Reading passage:
1. This is nonsense...do you know the memory map of IBM's (maybe ppc) machine ?
Node's memory are splitted into several pieces and not ordered by node number.
example)
   Node 0 | Node 1 | Node 2 | Node 1 | Node 2 | 

This seems special but when I helped SPARSEMEM and MEMORY_HOTPLUG,
I saw mannnny kinds of memory map. As you wrote, this should be re-designed.

2. If pre-allocating all is ok, I stop my work. Mine is of-no-use.
But you have to know that by pre-allocationg, we can't use avoid-lru-lock
by batch like page_vec technique. We can't delay uncharge because a page
can be reused soon.




> +	pcg_map[n] = alloc_bootmem_node(pgdat, size);
> +	/*
> +	 * We can do smoother recovery
> +	 */
> +	BUG_ON(!pcg_map[n]);
> +	return 0;
>  }
>  
> -static int try_lock_page_cgroup(struct page *page)
> +void page_cgroup_init(int nid, unsigned long pfn)
>  {
> -	return bit_spin_trylock(PAGE_CGROUP_LOCK_BIT, &page->page_cgroup);
> +	unsigned long node_pfn;
> +	struct page_cgroup *pc;
> +
> +	if (mem_cgroup_subsys.disabled)
> +		return;
> +
> +	node_pfn = pfn - NODE_DATA(nid)->node_start_pfn;
> +	pc = &pcg_map[nid][node_pfn];
> +
> +	BUG_ON(!pc);
> +	pc->flags = PAGE_CGROUP_FLAG_VALID;
> +	INIT_LIST_HEAD(&pc->lru);
> +	pc->page = NULL;
This NULL is unnecessary. pc->page = pnf_to_page(pfn) always.


> +	pc->mem_cgroup = NULL;
>  }
>  
> -static void unlock_page_cgroup(struct page *page)
> +struct page_cgroup *__page_get_page_cgroup(struct page *page, bool lock,
> +						bool trylock)

Items:
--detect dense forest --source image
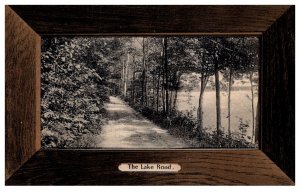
[42,36,259,148]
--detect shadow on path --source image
[96,96,189,149]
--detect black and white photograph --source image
[41,36,259,149]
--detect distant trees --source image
[42,36,258,146]
[112,36,258,144]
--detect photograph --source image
[41,36,259,149]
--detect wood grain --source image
[261,4,295,180]
[6,150,294,185]
[11,5,289,35]
[5,6,41,179]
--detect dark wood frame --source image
[5,6,295,185]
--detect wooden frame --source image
[5,6,295,185]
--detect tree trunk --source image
[122,60,126,96]
[156,67,160,113]
[249,72,255,142]
[142,37,146,106]
[255,93,260,146]
[227,64,232,137]
[197,73,206,132]
[215,64,221,135]
[164,37,170,115]
[151,74,155,110]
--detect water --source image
[177,89,258,140]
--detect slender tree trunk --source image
[124,53,129,97]
[255,93,260,145]
[197,73,205,132]
[131,65,135,104]
[156,67,160,113]
[151,74,155,110]
[142,37,146,106]
[249,72,255,142]
[122,61,126,96]
[164,37,170,115]
[215,64,221,135]
[227,64,232,137]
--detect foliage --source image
[41,37,114,148]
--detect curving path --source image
[96,96,189,148]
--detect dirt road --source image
[97,96,189,149]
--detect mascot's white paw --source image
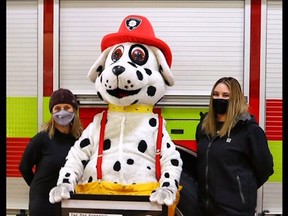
[150,188,176,206]
[49,183,70,203]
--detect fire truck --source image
[6,0,282,215]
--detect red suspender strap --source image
[97,111,107,180]
[155,114,163,181]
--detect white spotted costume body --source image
[50,16,182,206]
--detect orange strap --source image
[96,111,163,181]
[97,110,107,179]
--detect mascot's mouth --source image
[107,88,141,98]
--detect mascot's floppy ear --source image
[87,47,112,83]
[150,46,175,86]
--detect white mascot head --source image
[88,15,174,106]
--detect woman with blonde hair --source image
[196,77,274,216]
[19,88,83,216]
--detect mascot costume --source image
[49,15,182,215]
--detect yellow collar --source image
[108,104,153,113]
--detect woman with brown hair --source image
[196,77,274,216]
[19,88,83,216]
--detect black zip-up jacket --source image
[196,113,274,216]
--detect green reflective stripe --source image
[43,97,51,122]
[161,107,208,140]
[6,97,38,138]
[268,141,282,182]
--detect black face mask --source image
[213,99,229,114]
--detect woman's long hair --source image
[41,108,83,139]
[202,77,248,137]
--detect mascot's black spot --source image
[164,173,170,178]
[63,178,70,184]
[171,159,179,166]
[147,86,156,97]
[81,160,89,169]
[113,161,121,172]
[97,92,103,100]
[174,179,179,188]
[149,118,157,127]
[127,159,134,165]
[80,138,90,148]
[162,182,170,187]
[138,140,147,153]
[128,62,137,68]
[144,68,152,76]
[103,139,111,151]
[136,70,143,80]
[96,65,103,74]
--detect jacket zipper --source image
[236,175,245,204]
[205,136,216,208]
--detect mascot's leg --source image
[168,185,182,216]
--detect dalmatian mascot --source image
[49,15,182,214]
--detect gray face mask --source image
[52,110,75,126]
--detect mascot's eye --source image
[111,46,124,62]
[129,44,148,65]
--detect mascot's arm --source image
[150,124,183,206]
[49,115,102,203]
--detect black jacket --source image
[196,113,274,216]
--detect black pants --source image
[29,193,61,216]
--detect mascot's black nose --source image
[112,65,125,76]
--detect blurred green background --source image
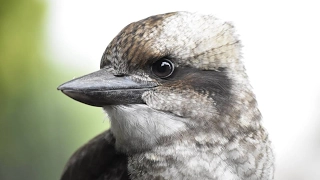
[0,0,108,180]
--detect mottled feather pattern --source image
[63,12,274,180]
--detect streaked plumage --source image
[59,12,274,180]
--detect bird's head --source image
[58,12,260,152]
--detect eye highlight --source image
[151,58,174,78]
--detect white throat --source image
[103,104,188,153]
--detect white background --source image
[46,0,320,180]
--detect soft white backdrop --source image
[46,0,320,180]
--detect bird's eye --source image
[151,58,174,78]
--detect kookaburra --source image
[58,12,274,180]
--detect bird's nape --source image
[58,12,274,180]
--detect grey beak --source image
[58,69,157,107]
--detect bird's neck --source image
[104,104,187,154]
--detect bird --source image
[58,11,275,180]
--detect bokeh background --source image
[0,0,320,180]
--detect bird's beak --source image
[58,69,157,107]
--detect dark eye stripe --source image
[151,58,174,78]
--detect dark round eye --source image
[151,58,174,78]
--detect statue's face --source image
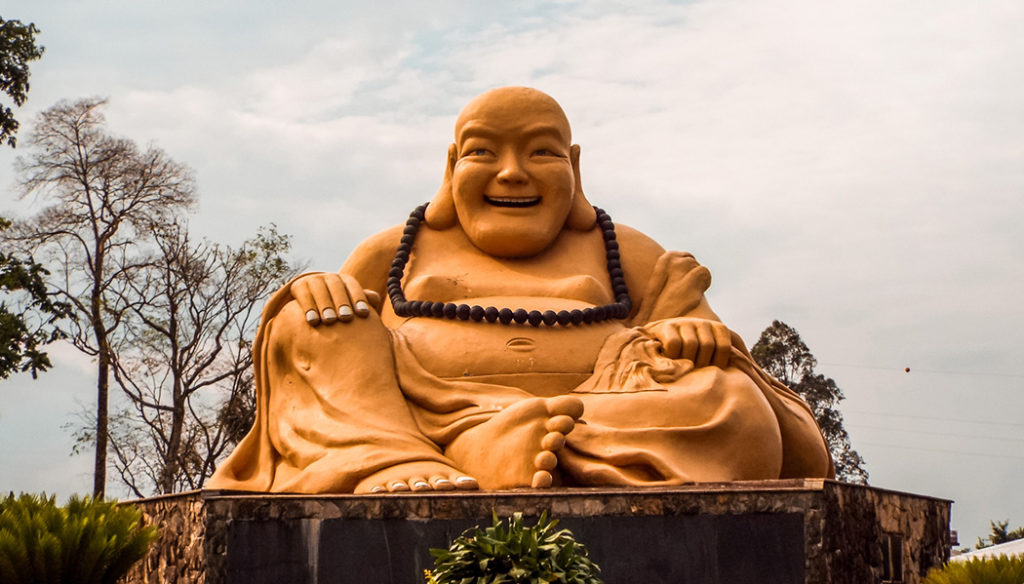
[452,88,575,257]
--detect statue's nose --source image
[498,154,529,184]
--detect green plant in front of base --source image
[0,493,157,584]
[922,555,1024,584]
[426,511,601,584]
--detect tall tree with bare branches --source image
[103,223,293,497]
[12,98,195,496]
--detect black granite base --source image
[129,481,949,584]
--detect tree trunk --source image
[92,348,111,499]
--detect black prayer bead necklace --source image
[387,203,633,327]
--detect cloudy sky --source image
[0,0,1024,544]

Required actions:
1: From the patch review above, extract the passage from "This seems special" up to and including "be reused soon.".
2: Answer these questions using the patch review above:
(a) Which two features does the reviewer say they helped with?
(b) Which function's return value is assigned to pcg_map[n]?
(c) What value does page_cgroup_init assign to pc->flags?

Outputs for the tasks:
1:
This seems special but when I helped SPARSEMEM and MEMORY_HOTPLUG,
I saw mannnny kinds of memory map. As you wrote, this should be re-designed.

2. If pre-allocating all is ok, I stop my work. Mine is of-no-use.
But you have to know that by pre-allocationg, we can't use avoid-lru-lock
by batch like page_vec technique. We can't delay uncharge because a page
can be reused soon.

2:
(a) SPARSEMEM and MEMORY_HOTPLUG
(b) alloc_bootmem_node
(c) PAGE_CGROUP_FLAG_VALID